**To do**. Please convert the lines in the records below, starting with the line that contains "of the ceiling" and going on through the line that contains "Target: ceiling of canopy", into a JSON list of strings. Use one string per line, and leave out blank lines.

.....

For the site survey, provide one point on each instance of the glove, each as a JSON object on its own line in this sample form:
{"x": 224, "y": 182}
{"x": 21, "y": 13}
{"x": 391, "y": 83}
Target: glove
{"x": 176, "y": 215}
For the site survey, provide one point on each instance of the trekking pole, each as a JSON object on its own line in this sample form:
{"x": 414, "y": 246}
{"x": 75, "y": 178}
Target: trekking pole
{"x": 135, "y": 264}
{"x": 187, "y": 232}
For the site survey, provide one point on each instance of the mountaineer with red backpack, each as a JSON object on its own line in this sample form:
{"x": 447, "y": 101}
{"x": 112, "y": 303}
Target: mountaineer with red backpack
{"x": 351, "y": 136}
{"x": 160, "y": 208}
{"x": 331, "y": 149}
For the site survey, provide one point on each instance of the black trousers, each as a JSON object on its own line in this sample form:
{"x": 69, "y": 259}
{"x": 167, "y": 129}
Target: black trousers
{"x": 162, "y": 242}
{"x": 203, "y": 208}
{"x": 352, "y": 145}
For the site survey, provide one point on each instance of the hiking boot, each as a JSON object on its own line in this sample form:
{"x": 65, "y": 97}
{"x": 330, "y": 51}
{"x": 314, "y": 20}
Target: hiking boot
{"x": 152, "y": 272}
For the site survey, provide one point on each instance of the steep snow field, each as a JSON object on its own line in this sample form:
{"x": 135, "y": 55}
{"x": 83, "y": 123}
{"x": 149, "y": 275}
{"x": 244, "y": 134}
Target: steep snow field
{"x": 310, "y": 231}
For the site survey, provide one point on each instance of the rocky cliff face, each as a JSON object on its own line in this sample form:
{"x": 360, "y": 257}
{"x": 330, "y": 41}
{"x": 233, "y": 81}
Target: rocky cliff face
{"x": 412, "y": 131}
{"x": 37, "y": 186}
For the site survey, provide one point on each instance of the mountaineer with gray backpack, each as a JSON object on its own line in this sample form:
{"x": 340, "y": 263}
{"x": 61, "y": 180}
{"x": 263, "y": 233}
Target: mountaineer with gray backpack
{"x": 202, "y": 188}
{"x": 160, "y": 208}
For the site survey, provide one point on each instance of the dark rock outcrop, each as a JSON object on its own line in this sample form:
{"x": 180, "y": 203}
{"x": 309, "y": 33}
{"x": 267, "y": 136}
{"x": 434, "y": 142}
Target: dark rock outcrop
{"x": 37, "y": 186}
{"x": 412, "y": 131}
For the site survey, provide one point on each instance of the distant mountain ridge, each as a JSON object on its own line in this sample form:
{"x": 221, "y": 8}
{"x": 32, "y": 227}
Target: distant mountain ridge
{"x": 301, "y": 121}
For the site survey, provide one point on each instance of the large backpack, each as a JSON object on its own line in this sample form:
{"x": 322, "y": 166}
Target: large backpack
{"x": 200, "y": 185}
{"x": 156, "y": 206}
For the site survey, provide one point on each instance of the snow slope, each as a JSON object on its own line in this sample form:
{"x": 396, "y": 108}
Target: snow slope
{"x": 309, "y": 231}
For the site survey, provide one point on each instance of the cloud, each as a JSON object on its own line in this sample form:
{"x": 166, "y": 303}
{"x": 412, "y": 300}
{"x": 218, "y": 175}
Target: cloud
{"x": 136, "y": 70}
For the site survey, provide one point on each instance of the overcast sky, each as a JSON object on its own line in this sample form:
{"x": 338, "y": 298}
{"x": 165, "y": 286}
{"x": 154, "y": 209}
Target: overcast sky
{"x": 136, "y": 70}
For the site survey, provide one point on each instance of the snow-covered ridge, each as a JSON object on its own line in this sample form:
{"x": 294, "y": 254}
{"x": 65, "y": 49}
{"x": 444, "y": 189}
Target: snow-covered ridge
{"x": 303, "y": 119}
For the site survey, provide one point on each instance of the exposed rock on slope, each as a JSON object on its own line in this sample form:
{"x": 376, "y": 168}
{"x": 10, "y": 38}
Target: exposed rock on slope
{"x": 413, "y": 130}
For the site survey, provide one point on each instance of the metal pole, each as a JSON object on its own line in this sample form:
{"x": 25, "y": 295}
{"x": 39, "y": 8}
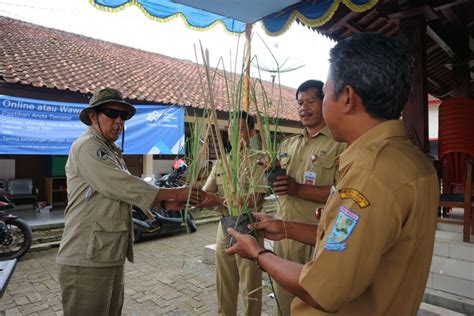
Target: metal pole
{"x": 248, "y": 39}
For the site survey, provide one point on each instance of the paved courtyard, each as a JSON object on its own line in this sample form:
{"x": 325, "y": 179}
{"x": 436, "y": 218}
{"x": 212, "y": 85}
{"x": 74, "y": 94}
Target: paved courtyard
{"x": 168, "y": 278}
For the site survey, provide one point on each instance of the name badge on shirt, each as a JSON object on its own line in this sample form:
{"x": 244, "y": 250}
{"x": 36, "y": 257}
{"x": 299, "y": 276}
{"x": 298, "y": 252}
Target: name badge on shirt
{"x": 310, "y": 177}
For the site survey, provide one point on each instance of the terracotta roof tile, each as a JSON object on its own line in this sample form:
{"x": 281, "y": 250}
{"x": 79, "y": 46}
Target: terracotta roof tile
{"x": 43, "y": 57}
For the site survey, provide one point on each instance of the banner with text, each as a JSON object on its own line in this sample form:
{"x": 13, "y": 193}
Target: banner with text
{"x": 39, "y": 127}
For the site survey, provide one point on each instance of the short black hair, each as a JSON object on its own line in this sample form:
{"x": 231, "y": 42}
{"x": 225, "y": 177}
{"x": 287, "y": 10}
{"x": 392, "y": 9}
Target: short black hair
{"x": 378, "y": 68}
{"x": 243, "y": 115}
{"x": 311, "y": 84}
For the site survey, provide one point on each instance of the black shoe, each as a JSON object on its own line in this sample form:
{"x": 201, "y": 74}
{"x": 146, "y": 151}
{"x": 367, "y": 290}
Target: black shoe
{"x": 152, "y": 224}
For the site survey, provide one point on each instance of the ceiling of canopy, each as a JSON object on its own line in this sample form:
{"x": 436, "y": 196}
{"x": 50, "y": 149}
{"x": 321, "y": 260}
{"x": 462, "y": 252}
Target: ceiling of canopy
{"x": 276, "y": 16}
{"x": 447, "y": 21}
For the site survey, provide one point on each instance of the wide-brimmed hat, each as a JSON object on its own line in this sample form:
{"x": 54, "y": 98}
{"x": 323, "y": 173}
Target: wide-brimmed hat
{"x": 101, "y": 97}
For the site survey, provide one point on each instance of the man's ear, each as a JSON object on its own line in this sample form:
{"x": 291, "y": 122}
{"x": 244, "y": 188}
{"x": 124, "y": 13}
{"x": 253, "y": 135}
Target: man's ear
{"x": 352, "y": 99}
{"x": 93, "y": 117}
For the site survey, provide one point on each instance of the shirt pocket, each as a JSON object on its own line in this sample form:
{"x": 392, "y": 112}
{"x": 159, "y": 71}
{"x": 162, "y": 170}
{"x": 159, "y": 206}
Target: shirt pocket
{"x": 285, "y": 162}
{"x": 324, "y": 167}
{"x": 108, "y": 241}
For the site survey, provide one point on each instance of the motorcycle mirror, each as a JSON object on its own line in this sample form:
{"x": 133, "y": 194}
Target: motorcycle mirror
{"x": 148, "y": 179}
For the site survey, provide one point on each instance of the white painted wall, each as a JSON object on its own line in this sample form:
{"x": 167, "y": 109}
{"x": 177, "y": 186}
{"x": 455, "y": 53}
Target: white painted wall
{"x": 433, "y": 122}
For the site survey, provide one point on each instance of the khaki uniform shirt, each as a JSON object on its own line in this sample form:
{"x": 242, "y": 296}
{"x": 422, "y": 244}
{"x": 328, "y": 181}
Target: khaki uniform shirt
{"x": 375, "y": 239}
{"x": 251, "y": 178}
{"x": 97, "y": 223}
{"x": 315, "y": 154}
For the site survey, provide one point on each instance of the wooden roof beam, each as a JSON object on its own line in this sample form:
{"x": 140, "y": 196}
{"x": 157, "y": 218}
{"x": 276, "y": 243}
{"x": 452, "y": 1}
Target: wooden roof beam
{"x": 451, "y": 4}
{"x": 440, "y": 41}
{"x": 424, "y": 10}
{"x": 434, "y": 83}
{"x": 451, "y": 17}
{"x": 340, "y": 22}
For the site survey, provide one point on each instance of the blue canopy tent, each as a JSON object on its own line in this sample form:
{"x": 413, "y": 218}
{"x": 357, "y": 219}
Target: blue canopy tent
{"x": 276, "y": 16}
{"x": 235, "y": 16}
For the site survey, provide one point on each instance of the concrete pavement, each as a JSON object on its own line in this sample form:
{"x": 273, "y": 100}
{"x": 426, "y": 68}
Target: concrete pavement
{"x": 168, "y": 278}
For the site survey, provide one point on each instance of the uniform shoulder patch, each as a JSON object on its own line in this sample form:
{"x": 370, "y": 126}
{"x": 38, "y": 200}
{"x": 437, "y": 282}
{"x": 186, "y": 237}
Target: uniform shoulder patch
{"x": 102, "y": 153}
{"x": 345, "y": 223}
{"x": 354, "y": 195}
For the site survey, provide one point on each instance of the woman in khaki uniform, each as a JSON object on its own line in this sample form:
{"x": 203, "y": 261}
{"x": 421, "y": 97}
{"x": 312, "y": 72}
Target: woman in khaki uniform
{"x": 98, "y": 233}
{"x": 231, "y": 270}
{"x": 374, "y": 243}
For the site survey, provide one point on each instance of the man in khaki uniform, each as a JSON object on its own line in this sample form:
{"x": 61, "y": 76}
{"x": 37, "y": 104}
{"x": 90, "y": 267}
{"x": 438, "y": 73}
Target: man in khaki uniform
{"x": 98, "y": 232}
{"x": 375, "y": 239}
{"x": 231, "y": 269}
{"x": 311, "y": 169}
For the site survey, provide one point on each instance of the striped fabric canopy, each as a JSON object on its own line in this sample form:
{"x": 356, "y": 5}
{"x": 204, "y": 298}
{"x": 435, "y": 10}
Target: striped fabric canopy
{"x": 276, "y": 16}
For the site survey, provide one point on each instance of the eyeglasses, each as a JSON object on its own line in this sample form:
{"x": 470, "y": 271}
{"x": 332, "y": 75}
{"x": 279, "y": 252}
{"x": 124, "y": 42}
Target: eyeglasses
{"x": 113, "y": 113}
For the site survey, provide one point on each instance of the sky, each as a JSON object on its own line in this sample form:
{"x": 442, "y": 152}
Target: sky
{"x": 299, "y": 47}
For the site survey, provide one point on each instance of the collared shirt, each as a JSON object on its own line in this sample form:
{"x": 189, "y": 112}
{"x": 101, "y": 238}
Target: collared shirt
{"x": 375, "y": 239}
{"x": 304, "y": 153}
{"x": 249, "y": 178}
{"x": 97, "y": 221}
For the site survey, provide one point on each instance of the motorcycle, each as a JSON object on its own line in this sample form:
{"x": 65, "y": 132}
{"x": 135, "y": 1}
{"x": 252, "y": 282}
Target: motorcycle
{"x": 15, "y": 234}
{"x": 166, "y": 221}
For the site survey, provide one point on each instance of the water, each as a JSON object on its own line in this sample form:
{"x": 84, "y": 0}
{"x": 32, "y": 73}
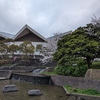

.....

**Final result**.
[
  "For the site survey, provide one point on each instance of the ceiling of canopy, each as a JSON object on its own line in this sample form:",
  "{\"x\": 436, \"y\": 196}",
  "{\"x\": 50, \"y\": 149}",
  "{\"x\": 321, \"y\": 260}",
  "{\"x\": 462, \"y\": 252}",
  "Target: ceiling of canopy"
]